(Stored records)
=== Section Start ===

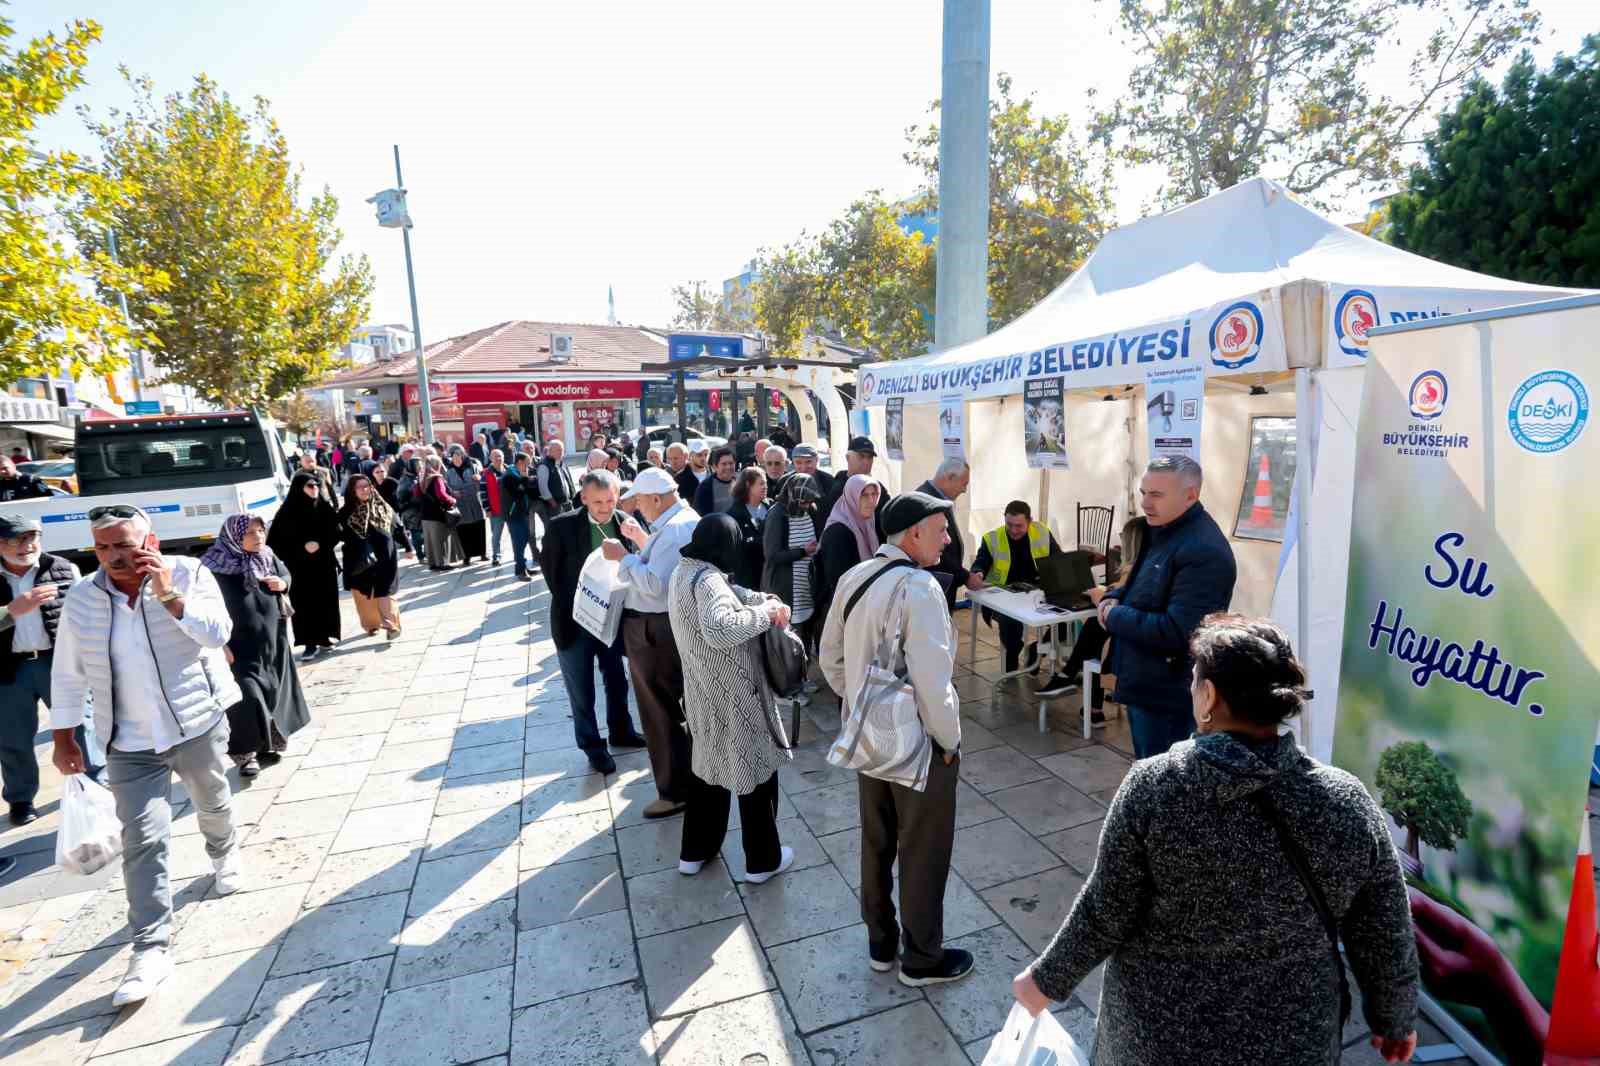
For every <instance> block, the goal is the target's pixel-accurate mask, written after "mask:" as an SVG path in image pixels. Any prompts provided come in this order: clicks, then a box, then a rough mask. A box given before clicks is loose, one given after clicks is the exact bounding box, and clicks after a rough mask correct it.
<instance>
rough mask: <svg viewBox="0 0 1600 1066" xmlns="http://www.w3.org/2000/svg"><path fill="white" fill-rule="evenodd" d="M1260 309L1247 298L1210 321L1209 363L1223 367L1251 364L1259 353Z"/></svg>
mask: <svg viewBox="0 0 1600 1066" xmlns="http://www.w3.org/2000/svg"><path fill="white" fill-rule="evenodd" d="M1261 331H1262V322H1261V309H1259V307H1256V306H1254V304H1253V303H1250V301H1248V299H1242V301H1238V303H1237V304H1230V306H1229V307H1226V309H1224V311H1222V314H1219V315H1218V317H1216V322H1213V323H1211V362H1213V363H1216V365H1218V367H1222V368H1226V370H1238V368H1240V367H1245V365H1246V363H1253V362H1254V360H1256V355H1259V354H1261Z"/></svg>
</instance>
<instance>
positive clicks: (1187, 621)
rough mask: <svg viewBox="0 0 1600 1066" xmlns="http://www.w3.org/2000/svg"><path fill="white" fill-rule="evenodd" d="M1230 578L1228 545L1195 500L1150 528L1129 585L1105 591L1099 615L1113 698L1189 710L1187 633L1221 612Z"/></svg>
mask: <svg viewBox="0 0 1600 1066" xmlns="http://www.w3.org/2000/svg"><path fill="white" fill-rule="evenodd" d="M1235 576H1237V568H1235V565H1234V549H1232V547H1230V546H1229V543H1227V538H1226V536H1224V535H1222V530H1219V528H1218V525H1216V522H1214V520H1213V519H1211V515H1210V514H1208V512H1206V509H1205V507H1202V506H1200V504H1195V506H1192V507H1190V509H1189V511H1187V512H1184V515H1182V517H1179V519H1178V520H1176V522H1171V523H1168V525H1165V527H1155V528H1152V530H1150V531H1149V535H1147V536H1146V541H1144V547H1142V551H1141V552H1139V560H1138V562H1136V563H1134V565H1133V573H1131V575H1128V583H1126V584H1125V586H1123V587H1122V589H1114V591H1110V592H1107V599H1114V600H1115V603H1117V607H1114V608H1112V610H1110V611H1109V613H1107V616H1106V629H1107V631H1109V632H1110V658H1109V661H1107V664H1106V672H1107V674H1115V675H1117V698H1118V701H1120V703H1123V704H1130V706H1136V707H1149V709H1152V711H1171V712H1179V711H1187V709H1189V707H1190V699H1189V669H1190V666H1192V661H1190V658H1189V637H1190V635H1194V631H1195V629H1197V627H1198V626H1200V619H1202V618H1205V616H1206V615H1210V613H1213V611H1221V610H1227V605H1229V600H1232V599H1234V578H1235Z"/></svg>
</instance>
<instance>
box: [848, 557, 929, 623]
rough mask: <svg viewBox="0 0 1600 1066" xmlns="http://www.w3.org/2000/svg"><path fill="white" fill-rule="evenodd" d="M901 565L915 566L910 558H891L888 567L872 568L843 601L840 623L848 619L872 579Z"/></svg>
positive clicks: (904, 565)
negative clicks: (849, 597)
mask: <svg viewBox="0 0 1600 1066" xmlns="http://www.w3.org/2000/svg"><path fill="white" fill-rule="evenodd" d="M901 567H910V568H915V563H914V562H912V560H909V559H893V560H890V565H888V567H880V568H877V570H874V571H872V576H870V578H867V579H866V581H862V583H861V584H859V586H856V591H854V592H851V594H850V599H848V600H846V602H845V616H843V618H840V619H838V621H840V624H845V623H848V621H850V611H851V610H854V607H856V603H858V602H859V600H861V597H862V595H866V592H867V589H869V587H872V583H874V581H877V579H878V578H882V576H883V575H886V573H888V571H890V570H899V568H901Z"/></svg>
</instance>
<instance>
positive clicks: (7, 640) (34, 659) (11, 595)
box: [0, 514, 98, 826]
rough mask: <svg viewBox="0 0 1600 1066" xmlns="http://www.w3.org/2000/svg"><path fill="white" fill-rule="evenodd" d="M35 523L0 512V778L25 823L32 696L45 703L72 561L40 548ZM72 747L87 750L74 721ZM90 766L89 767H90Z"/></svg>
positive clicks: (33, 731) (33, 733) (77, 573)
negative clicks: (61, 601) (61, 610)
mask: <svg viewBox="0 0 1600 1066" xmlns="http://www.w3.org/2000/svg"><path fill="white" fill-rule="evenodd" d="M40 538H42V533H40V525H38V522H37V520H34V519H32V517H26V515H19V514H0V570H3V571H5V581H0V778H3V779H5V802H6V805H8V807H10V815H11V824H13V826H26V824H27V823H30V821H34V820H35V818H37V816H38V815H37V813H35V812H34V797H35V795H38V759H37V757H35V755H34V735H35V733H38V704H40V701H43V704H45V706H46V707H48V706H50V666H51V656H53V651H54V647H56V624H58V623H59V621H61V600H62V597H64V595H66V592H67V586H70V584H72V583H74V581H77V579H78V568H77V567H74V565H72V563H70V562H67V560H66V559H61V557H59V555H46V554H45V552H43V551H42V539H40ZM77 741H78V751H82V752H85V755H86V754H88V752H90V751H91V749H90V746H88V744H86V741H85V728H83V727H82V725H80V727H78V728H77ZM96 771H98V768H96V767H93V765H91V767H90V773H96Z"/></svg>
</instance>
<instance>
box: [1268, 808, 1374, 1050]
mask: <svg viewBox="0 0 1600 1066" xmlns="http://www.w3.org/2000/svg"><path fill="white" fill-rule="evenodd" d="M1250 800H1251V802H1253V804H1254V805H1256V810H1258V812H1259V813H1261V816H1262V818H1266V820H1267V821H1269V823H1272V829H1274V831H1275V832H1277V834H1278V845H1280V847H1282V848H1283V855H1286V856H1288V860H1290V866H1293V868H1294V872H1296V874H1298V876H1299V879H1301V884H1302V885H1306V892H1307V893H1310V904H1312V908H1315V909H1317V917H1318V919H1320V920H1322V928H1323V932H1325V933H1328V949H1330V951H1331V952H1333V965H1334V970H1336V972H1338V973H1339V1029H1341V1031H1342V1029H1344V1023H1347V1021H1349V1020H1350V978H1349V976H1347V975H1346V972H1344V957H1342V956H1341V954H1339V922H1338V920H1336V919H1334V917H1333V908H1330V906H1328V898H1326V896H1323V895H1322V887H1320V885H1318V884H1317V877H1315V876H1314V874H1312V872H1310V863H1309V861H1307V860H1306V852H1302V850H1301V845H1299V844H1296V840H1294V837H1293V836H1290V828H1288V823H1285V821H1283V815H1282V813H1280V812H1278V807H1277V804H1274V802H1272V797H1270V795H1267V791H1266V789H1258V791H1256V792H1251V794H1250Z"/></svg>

=== Section End ===

- Exercise directions
A faithful copy of the data is required: each word kept, each picture omitted.

- Exercise solution
For every <instance> block, the goal is the target's pixel-accurate mask, written after "mask:" as an SVG path in image pixels. Any prompts provided come in this order: clicks, then a box, then a rough mask. A box given before clicks is loose, one given after clicks is the exact bounding box, and clicks after a rough mask correct it.
<instance>
rough mask: <svg viewBox="0 0 1600 1066" xmlns="http://www.w3.org/2000/svg"><path fill="white" fill-rule="evenodd" d="M1260 309L1247 298L1210 321L1209 363L1223 367L1251 364L1259 353Z"/></svg>
mask: <svg viewBox="0 0 1600 1066" xmlns="http://www.w3.org/2000/svg"><path fill="white" fill-rule="evenodd" d="M1261 331H1262V322H1261V309H1259V307H1256V306H1254V304H1253V303H1250V301H1248V299H1242V301H1238V303H1237V304H1230V306H1229V307H1226V309H1224V311H1222V314H1219V315H1218V317H1216V322H1213V323H1211V362H1213V363H1216V365H1218V367H1222V368H1226V370H1238V368H1240V367H1245V365H1246V363H1253V362H1254V360H1256V355H1259V354H1261Z"/></svg>
</instance>
<instance>
positive clicks: (1187, 621)
rough mask: <svg viewBox="0 0 1600 1066" xmlns="http://www.w3.org/2000/svg"><path fill="white" fill-rule="evenodd" d="M1230 578L1228 545L1195 500L1150 528L1129 585L1105 591L1099 615L1113 698L1189 710L1187 633L1221 612Z"/></svg>
mask: <svg viewBox="0 0 1600 1066" xmlns="http://www.w3.org/2000/svg"><path fill="white" fill-rule="evenodd" d="M1235 576H1237V568H1235V565H1234V549H1232V547H1230V546H1229V543H1227V538H1226V536H1224V535H1222V530H1219V528H1218V525H1216V522H1214V520H1213V519H1211V515H1210V514H1208V512H1206V509H1205V507H1202V506H1200V504H1195V506H1192V507H1190V509H1189V511H1187V512H1184V515H1182V517H1179V519H1178V520H1176V522H1171V523H1168V525H1165V527H1155V528H1152V530H1150V531H1149V535H1147V536H1146V541H1144V547H1142V551H1141V552H1139V560H1138V562H1136V563H1134V565H1133V573H1131V575H1128V583H1126V584H1125V586H1123V587H1122V589H1114V591H1110V592H1107V599H1114V600H1115V603H1117V607H1114V608H1112V610H1110V611H1109V613H1107V616H1106V629H1107V631H1109V632H1110V658H1109V661H1107V664H1106V672H1107V674H1115V675H1117V698H1118V701H1120V703H1123V704H1130V706H1136V707H1149V709H1152V711H1171V712H1179V711H1187V709H1189V707H1190V699H1189V669H1190V666H1192V661H1190V658H1189V637H1190V635H1194V631H1195V629H1197V627H1198V626H1200V619H1202V618H1205V616H1206V615H1210V613H1213V611H1221V610H1227V605H1229V600H1232V599H1234V578H1235Z"/></svg>
</instance>
<instance>
box: [848, 557, 929, 623]
rough mask: <svg viewBox="0 0 1600 1066" xmlns="http://www.w3.org/2000/svg"><path fill="white" fill-rule="evenodd" d="M901 565L915 566L910 558H891L888 567L872 568L843 601L840 623L848 619L872 579Z"/></svg>
positive clicks: (904, 565)
negative clicks: (849, 597)
mask: <svg viewBox="0 0 1600 1066" xmlns="http://www.w3.org/2000/svg"><path fill="white" fill-rule="evenodd" d="M901 567H910V568H915V563H914V562H912V560H909V559H893V560H890V565H888V567H880V568H877V570H874V571H872V576H870V578H867V579H866V581H862V583H861V584H859V586H856V591H854V592H851V594H850V599H848V600H846V602H845V616H843V618H840V619H838V621H840V624H845V623H848V621H850V611H851V610H854V607H856V603H858V602H859V600H861V597H862V595H866V592H867V589H869V587H872V583H874V581H877V579H878V578H882V576H883V575H886V573H888V571H890V570H899V568H901Z"/></svg>
</instance>
<instance>
positive clicks: (7, 640) (34, 659) (11, 595)
box: [0, 514, 98, 826]
rough mask: <svg viewBox="0 0 1600 1066" xmlns="http://www.w3.org/2000/svg"><path fill="white" fill-rule="evenodd" d="M35 523L0 512V778L25 823L32 696L45 703L72 561L40 548ZM72 747L87 750L74 721ZM90 766L89 767H90Z"/></svg>
positive clicks: (33, 731) (33, 733) (77, 573)
negative clicks: (61, 601) (61, 610)
mask: <svg viewBox="0 0 1600 1066" xmlns="http://www.w3.org/2000/svg"><path fill="white" fill-rule="evenodd" d="M40 538H42V533H40V525H38V522H37V520H34V519H32V517H26V515H19V514H0V570H3V571H5V581H0V778H3V779H5V802H6V805H8V807H10V815H11V824H13V826H26V824H27V823H30V821H34V820H35V818H37V816H38V815H37V813H35V812H34V797H35V795H38V759H37V757H35V755H34V735H35V733H38V704H40V701H43V704H45V706H46V707H48V706H50V666H51V656H53V651H54V647H56V624H58V623H59V621H61V600H62V597H64V595H66V592H67V586H70V584H72V583H74V581H77V579H78V568H77V567H74V565H72V563H70V562H67V560H66V559H61V557H59V555H46V554H45V552H43V551H42V539H40ZM77 741H78V751H82V752H85V755H86V754H88V752H90V751H91V749H90V746H88V744H86V741H85V728H83V727H82V725H80V727H78V728H77ZM96 771H98V768H96V767H93V765H91V767H90V773H96Z"/></svg>
</instance>
<instance>
box: [1268, 808, 1374, 1050]
mask: <svg viewBox="0 0 1600 1066" xmlns="http://www.w3.org/2000/svg"><path fill="white" fill-rule="evenodd" d="M1250 800H1251V802H1253V804H1254V805H1256V810H1258V812H1259V813H1261V816H1262V818H1266V820H1267V821H1269V823H1272V829H1274V831H1275V832H1277V834H1278V845H1280V847H1282V848H1283V855H1286V856H1288V860H1290V866H1293V868H1294V872H1296V874H1298V876H1299V879H1301V884H1302V885H1306V892H1307V893H1310V904H1312V908H1315V909H1317V917H1318V919H1320V920H1322V928H1323V932H1325V933H1328V949H1330V951H1331V952H1333V965H1334V970H1336V972H1338V973H1339V1029H1341V1031H1342V1029H1344V1023H1347V1021H1349V1020H1350V978H1349V976H1347V975H1346V972H1344V957H1342V956H1341V954H1339V922H1338V920H1336V919H1334V917H1333V908H1330V906H1328V898H1326V896H1323V895H1322V887H1320V885H1318V884H1317V877H1315V876H1314V874H1312V872H1310V863H1309V861H1307V860H1306V852H1302V850H1301V845H1299V844H1296V840H1294V837H1293V836H1290V828H1288V823H1285V821H1283V815H1282V813H1280V812H1278V807H1277V804H1274V802H1272V797H1270V795H1267V791H1266V789H1258V791H1256V792H1251V794H1250Z"/></svg>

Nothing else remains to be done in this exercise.